### DATA EXCERPTS
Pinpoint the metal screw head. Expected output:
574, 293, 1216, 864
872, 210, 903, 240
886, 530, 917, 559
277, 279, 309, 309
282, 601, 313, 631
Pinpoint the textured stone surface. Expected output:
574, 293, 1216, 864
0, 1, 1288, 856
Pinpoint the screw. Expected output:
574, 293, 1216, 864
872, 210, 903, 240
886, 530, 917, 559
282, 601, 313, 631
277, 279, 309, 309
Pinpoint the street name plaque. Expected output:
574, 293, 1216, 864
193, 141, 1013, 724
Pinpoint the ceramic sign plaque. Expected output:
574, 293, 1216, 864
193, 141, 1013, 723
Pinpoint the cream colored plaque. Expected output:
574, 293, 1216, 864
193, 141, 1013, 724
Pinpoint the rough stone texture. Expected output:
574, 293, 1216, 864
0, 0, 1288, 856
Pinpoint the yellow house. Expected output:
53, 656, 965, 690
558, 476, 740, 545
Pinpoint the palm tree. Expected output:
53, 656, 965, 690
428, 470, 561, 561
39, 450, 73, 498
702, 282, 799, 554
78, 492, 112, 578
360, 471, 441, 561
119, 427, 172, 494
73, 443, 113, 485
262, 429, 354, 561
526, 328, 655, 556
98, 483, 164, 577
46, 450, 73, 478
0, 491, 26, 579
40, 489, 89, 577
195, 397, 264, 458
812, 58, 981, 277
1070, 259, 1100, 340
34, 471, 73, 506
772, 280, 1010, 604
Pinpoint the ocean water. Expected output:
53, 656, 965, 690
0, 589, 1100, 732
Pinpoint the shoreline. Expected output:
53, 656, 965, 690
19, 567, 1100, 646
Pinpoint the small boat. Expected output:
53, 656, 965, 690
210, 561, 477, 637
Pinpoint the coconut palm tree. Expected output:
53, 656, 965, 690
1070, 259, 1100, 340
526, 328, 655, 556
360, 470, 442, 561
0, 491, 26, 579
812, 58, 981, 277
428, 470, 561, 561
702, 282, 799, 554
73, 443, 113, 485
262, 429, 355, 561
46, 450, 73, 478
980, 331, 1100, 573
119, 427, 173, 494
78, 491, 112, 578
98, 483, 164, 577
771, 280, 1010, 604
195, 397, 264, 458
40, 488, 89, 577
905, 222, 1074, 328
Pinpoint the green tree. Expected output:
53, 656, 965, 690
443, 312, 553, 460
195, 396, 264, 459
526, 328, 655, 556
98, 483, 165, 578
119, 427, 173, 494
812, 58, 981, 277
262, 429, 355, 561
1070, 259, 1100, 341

### TASK OBJECTIVE
Can you give back only the rows starting at the line with "Pinpoint the shoreline." and ending at the line with "210, 561, 477, 637", with "Pinpoint" renamed to "Locate" and everything else left as it is?

### THE RESULT
Locate the shoreline. Expected output:
53, 656, 965, 690
19, 567, 1100, 646
Locate the small boat. Expected output:
53, 656, 965, 690
210, 561, 477, 637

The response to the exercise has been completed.